**Objectives**
1 > Please answer from the passage on the Iraq draft resolution: by what date did the March 7th amendment require Iraq to comply with Resolution 1441?
2 > Copy the stretch of entries from the first entry through the line that contains "[(231, 153), (306, 149)]", renaming every "Target" to "Object" and changing nothing else.

**Selected passage**
The Bush Administration

Critics of the war in Iraq argue the Bush Administration had ulterior motives for the UN resolution. Some argue the Bush administration sought to protect American economic interests and used the investigation and eventual invasion of Iraq to preserve control over massive oil preserves. In 2003 about twenty-five percent of world oil production in 2003 came from Iraq.[18] Saddam Hussein controlled about 60% of the world's known oil reserves. The United States economy relies on oil and is the world's largest net importer of oil. An invasion meant the Bush administration would gain control of Iraqi oil fields and potentially decrease the price of oil in other OPEC countries.[19] The UN resolution gave the US greater control of what was happening in the country. Any invasion for failing to cooperate with the resolution gave the Bush administration direct control over the country’s resources and thus increasing their power in the middle east. Inspecting Iranian weapons also gave the United States a greater presence in the middle east and allowed for the monitoring of extremism in Iran and Saudi Arabia.[20]

Draft Resolution

Summary of Draft Resolution

While the draft consisted of no hard deadlines or explicit threats of military intervention, it states that Saddam Hussein, president of Iraq, has failed to comply with previous UN resolutions. The draft also warned of “serious consequences” if Iraq continued to pursue weapons of mass destruction. The draft was largely in response to Iraq’s refusal to follow Resolution 1441. In the ninth point the draft proposes that the council “recognise[es] the threat of Iraq’s non-compliance with Council resolutions” The amendment to the draft on March 7th gives Iraq a deadline, stating that if Iraq refuses to comply with Resolution 1441 by March 17th, that there will be further actions taken against Iraq.[21]

Responses and Public Opinion

Opposition within United Nations

France, Germany, and Russia were the leaders in the opposition to the draft resolution, and were very vocal in representing the disapproval of the resolution amongst members of the UN Security Council. On March 5, the foreign ministers of France (Dominique de Villepin), Germany (Joschka Fischer), and Russia (Igor Ivanov) held a mini-summit in Paris where they discussed their opposition to the resolution. There was no representative of China at the meeting, but Ivanov announced that China agreed with the three countries in opposition to the resolution.[22] After the meeting, de Villepen spoke at a press conference, saying, “We will not allow a resolution to pass that authorises resorting to force...Russia and France, as permanent members of the security council, will assume their full responsibilities on this point.” de Villepen noted that Iraq should cooperate better with the inspectors, but all three agreed that they had seen progress from Iraq in disarmament and use of force against Iraq would not be the right decision.[23]

Iraqi Response

Protests in Iraq sprung up shortly after the inception of the war and occasionally caused violent exchanges with the United States military. On April 28th, 2003 United States soldiers fired on Iraqi protesters in Baghdad. 13 people were killed and 75 wounded. Two days later, U.S. soldiers fired on a group protesting earlier shootings in Falluja.[24]

Media and Public Opinion

The impact of 9/11 and the nationalizing sentiment that came with it was a heavy influence on the support of American-initiated invasion and in public support for the president.[25] In a poll published in October 2002, days after President George W. Bush issued a public address on the possibility of invasion, surveyors broke down 10 findings on public opinion.[26] The survey showed that at around this time a majority were still in support of invasion but this support was arguably waning. Support was divided along party lines, with a majority of Republicans in support and a majority of Democrats opposed. President Bush was pushing the message that the United States had attempted all diplomatic methods and was left with no other choice, but only around 46% of the public bought into that narrative, with 49% wanting to see more diplomatic efforts before an invasion took place. Further requisites for stronger public support included an assurance that casualties would be minimized and that the U.N. backed the invasion, which the public later observed was not the case.

**Input rows**
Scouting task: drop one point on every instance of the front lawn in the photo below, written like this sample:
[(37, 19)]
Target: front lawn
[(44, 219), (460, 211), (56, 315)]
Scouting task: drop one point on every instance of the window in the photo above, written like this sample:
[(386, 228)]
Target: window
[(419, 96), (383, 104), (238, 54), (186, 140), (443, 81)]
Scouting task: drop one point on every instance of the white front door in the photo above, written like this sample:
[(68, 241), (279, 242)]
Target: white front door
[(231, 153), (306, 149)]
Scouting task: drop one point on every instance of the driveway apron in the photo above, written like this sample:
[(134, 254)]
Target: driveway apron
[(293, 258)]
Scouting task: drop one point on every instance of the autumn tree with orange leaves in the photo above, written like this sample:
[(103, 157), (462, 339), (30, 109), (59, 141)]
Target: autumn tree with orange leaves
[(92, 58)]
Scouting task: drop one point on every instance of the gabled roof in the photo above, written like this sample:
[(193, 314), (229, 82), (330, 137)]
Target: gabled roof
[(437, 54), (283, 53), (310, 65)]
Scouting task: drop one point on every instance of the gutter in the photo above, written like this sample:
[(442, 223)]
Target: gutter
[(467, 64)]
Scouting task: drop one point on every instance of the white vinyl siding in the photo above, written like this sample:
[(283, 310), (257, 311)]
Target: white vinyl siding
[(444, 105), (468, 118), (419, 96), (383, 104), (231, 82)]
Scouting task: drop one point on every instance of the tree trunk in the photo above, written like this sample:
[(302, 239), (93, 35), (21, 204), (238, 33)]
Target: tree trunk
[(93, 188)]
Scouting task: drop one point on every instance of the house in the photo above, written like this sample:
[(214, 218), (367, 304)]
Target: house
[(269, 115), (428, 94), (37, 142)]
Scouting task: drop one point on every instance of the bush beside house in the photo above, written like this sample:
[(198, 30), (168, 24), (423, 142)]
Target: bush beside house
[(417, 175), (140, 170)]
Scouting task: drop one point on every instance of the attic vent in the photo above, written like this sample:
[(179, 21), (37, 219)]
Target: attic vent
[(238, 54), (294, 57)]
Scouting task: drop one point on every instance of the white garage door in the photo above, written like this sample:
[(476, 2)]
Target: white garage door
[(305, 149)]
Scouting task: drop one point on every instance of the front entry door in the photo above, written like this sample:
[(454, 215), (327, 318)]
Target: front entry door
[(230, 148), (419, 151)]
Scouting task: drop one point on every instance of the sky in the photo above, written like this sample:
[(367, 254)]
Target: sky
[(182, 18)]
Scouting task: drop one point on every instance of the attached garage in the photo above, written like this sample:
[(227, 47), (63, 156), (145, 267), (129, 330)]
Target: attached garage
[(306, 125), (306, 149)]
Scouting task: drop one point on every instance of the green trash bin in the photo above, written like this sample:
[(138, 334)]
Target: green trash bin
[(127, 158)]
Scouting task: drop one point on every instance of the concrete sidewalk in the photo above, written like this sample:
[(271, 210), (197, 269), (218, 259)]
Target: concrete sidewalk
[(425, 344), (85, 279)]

**Answers by task**
1 > March 17th

2 >
Scouting task: drop one point on every instance of the front lawn in the photo below, written like this sample:
[(37, 19)]
Object: front lawn
[(44, 219), (460, 211), (56, 315)]
Scouting task: drop one point on every instance of the window in the photo above, written like this sample:
[(386, 228)]
Object: window
[(419, 96), (383, 104), (238, 54), (186, 140), (443, 81)]
Scouting task: drop one point on every instance of the white front door in the photo above, written like this sample:
[(68, 241), (279, 242)]
Object: white front door
[(231, 153), (306, 149)]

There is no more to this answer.